Abdelaziz Bouteflika devrait être réélu sans surprise le 9 avril.

Rarement une campagne pour une élection présidentielle aura été marquée par une telle apathie en Algérie. La capitale est-elle représentative du pays profond ? Elle donne en tout cas une indication du peu d’enthousiasme que suscite le scrutin du 9 avril.

Un peu partout s’étalent des affiches à la gloire du “président-candidat“, Abdelaziz Bouteflika, lequel brigue un troisième mandat à la tête du pays. Si l’on est encore loin du culte de la personnalité qui prévaut dans la Tunisie de Ben Ali, on s’en rapproche peu à peu. Ici, un poster géant du chef de l’État sortant avec une colombe, et cette mention : “Alger vote Bouteflika“. Là, le président, la main sur le cœur, plaidant pour “une Algérie forte et sereine“.
************
### Consigne
Recopiez fidèlement le passage de l'extrait sur la campagne présidentielle en Algérie, en commençant aux mots « Rarement une campagne » et en vous arrêtant après « du 9 avril. ». Appuyez-vous uniquement sur l'extrait.
************
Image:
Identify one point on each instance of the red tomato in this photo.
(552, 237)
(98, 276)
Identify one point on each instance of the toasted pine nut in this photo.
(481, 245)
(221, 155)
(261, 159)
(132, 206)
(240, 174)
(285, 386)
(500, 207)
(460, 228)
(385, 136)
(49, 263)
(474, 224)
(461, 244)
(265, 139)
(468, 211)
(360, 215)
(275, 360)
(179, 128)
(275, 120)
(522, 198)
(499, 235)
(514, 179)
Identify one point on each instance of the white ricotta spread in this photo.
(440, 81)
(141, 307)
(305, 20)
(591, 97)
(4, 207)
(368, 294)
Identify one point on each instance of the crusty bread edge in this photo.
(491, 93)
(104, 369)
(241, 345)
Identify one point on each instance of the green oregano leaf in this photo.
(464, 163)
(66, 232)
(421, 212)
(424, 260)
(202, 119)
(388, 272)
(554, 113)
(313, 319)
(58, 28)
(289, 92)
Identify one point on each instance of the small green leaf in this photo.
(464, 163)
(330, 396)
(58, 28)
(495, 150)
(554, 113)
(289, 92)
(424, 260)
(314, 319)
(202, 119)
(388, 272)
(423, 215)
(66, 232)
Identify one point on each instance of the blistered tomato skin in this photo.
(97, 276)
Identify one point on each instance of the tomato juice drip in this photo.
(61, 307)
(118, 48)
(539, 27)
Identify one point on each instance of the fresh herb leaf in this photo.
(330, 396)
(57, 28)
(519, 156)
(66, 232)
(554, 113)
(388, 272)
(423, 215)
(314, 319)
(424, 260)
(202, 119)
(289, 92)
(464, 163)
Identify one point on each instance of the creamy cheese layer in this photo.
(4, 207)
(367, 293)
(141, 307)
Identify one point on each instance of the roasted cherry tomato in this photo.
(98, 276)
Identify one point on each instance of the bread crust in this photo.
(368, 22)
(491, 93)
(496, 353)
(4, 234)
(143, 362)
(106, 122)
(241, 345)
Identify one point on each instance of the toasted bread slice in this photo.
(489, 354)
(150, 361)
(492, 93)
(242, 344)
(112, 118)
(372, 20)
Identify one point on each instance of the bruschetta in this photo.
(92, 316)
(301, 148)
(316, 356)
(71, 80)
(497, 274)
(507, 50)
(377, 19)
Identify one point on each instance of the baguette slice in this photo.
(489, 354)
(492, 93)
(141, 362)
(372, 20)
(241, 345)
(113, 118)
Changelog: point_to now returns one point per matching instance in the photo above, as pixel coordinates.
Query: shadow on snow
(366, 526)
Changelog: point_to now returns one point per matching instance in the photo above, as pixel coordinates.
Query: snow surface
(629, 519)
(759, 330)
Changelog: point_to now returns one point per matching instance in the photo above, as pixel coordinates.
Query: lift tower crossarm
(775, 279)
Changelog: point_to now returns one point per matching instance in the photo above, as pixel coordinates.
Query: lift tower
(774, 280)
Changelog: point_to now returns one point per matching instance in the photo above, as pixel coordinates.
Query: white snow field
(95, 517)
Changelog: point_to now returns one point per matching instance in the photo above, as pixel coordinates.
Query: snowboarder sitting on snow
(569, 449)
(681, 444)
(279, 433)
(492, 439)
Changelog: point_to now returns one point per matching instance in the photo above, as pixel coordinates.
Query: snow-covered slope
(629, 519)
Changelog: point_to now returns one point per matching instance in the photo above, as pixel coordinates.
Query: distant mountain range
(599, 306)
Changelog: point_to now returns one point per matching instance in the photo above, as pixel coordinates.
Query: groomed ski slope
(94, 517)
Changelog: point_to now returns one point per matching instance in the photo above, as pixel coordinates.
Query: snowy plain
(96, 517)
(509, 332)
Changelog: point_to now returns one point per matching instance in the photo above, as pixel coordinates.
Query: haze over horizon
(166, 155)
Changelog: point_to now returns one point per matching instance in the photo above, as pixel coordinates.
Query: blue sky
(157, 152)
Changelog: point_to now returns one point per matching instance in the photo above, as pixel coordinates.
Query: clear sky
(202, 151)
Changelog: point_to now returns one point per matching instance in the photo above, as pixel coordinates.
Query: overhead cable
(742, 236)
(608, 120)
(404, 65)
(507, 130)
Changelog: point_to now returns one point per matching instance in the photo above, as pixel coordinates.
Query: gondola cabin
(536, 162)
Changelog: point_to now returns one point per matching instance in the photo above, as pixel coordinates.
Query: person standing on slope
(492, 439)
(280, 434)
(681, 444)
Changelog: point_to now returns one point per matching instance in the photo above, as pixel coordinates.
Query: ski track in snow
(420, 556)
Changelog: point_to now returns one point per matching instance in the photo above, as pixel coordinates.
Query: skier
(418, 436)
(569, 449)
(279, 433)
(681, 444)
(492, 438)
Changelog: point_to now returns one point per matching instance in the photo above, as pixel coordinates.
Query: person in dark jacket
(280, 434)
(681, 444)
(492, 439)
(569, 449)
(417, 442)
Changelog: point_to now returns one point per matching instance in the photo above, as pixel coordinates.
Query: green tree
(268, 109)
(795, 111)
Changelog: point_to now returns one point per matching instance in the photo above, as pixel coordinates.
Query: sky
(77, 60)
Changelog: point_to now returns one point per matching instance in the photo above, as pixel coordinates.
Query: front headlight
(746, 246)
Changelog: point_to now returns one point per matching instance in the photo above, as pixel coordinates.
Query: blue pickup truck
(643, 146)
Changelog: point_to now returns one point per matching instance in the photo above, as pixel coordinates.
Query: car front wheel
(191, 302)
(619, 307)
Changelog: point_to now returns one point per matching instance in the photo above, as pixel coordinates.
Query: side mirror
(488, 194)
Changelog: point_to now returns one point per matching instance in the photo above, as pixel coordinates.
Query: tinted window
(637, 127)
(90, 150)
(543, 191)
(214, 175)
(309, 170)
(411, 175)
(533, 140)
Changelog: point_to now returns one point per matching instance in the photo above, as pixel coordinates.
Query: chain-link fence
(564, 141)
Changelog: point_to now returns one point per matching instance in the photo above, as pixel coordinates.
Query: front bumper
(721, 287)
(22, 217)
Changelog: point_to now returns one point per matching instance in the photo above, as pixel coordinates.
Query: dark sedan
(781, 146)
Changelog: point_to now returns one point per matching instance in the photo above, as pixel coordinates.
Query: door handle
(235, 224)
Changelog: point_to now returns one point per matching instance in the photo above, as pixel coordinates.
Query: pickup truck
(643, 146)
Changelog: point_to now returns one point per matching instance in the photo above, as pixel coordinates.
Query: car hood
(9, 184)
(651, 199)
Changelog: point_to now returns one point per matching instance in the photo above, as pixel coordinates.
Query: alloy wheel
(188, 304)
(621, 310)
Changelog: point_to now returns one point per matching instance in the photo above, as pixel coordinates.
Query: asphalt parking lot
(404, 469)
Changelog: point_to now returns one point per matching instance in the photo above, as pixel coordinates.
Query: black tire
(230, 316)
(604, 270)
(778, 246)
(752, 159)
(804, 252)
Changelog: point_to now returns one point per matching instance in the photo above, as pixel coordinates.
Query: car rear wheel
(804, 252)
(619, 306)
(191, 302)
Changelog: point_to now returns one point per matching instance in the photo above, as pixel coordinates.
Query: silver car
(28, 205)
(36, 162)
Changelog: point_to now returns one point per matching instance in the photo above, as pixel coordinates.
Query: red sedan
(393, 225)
************
### Solution
Rarement une campagne pour une élection présidentielle aura été marquée par une telle apathie en Algérie. La capitale est-elle représentative du pays profond ? Elle donne en tout cas une indication du peu d’enthousiasme que suscite le scrutin du 9 avril.